(Your task) Please retype everything in the records below, from the line containing "Locate every instance of cactus cluster here." down to the line containing "[0,0,360,74]", including both of those lines. Leave the pictures out.

(Input records)
------------------------------

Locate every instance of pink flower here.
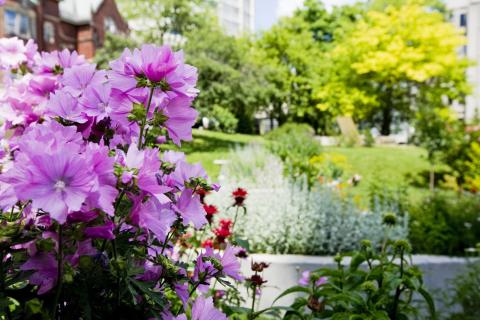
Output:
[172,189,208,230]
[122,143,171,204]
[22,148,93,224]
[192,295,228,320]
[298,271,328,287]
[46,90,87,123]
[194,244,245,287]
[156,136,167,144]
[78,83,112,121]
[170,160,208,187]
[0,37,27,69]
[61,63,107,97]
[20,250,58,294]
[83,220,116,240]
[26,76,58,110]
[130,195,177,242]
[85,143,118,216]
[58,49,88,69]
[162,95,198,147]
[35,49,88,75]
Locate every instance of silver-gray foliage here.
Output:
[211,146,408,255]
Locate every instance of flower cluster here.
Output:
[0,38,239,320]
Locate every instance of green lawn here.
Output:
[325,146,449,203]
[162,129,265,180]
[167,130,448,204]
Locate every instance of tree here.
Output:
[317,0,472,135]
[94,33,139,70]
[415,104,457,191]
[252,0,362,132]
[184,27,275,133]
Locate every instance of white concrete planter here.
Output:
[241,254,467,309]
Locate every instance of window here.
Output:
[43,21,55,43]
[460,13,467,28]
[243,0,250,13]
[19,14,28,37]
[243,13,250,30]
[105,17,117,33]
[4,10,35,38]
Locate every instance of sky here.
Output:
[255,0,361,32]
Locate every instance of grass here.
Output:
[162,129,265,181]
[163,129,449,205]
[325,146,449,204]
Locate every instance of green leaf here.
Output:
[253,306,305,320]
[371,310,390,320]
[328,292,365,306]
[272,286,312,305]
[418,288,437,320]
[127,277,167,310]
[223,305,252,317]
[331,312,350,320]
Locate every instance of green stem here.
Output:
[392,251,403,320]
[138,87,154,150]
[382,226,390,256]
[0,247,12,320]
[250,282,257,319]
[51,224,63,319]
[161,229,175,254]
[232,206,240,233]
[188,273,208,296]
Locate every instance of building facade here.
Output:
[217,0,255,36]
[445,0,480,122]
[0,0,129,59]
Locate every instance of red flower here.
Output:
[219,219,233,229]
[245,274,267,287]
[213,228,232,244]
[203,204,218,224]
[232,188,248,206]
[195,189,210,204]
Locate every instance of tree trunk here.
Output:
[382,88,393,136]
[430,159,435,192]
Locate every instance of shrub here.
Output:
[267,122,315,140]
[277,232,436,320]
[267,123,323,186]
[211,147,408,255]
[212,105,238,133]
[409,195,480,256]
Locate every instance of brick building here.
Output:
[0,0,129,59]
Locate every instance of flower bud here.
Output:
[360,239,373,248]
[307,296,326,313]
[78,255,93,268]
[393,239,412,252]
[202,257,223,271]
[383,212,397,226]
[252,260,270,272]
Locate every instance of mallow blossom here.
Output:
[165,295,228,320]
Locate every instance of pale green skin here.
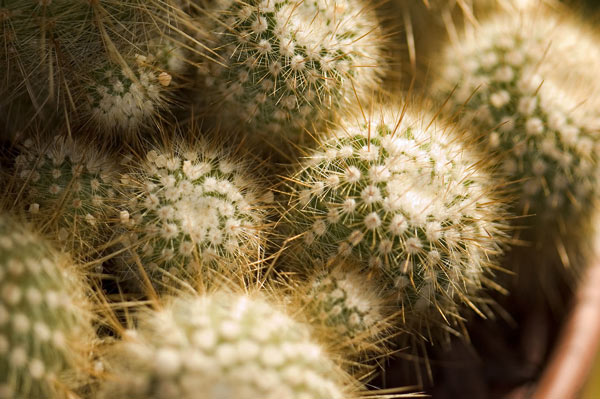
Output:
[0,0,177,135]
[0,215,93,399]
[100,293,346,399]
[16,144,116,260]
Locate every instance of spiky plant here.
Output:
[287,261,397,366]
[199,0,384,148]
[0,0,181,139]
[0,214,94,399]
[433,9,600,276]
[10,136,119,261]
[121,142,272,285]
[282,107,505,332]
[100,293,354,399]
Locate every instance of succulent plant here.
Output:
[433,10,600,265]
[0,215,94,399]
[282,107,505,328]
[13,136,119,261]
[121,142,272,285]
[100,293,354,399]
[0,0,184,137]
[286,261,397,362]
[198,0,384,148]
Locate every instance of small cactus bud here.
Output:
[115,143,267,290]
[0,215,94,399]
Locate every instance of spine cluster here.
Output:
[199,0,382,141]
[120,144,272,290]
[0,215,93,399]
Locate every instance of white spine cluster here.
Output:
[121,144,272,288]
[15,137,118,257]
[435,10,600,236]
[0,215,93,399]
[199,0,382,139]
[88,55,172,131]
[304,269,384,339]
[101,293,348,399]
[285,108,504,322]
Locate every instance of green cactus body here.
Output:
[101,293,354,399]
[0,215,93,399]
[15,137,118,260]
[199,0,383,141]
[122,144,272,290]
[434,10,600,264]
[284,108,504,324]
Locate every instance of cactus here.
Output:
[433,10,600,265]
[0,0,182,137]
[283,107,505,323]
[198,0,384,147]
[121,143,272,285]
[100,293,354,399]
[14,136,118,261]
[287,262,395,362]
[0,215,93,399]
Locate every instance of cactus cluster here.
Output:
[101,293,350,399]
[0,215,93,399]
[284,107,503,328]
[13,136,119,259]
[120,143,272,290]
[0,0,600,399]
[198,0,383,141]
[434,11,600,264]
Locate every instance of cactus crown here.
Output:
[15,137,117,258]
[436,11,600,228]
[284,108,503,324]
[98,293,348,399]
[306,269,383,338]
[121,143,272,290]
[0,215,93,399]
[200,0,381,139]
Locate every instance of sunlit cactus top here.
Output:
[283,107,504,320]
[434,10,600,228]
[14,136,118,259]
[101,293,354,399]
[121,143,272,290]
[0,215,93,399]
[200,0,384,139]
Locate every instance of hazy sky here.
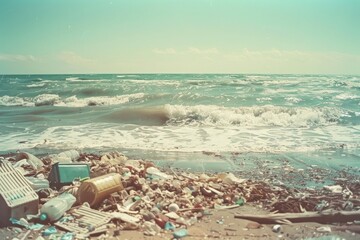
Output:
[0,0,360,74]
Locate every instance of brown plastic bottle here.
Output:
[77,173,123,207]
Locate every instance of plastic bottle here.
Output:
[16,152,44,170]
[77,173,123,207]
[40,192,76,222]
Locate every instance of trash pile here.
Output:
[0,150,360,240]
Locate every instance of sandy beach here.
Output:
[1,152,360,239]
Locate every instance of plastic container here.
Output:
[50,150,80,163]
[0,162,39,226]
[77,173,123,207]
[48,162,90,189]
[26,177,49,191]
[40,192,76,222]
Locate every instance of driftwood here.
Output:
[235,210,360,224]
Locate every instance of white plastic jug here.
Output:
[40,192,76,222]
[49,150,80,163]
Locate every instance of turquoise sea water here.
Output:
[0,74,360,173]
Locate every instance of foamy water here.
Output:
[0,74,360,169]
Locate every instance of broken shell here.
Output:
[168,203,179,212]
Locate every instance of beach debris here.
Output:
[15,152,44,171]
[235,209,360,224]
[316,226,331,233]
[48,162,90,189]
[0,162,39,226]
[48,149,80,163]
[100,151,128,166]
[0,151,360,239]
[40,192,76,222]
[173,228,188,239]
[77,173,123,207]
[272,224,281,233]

------------------------------

(Solution to this problem)
Locate every instance of cactus cluster here.
Output:
[101,293,350,399]
[0,215,93,399]
[284,107,503,328]
[13,136,119,259]
[120,143,272,290]
[0,0,600,399]
[198,0,383,141]
[434,11,600,264]
Locate every instance of cactus crown here.
Output:
[15,137,117,258]
[436,11,600,228]
[284,108,503,324]
[98,293,348,399]
[306,269,383,338]
[121,143,272,290]
[0,215,93,399]
[200,0,381,139]
Locate every instance of sunlit cactus top here.
Output:
[283,107,504,320]
[434,10,600,228]
[14,136,118,259]
[101,293,354,399]
[121,143,272,290]
[0,215,93,399]
[200,0,384,139]
Locate every instance of hazy sky here.
Output:
[0,0,360,74]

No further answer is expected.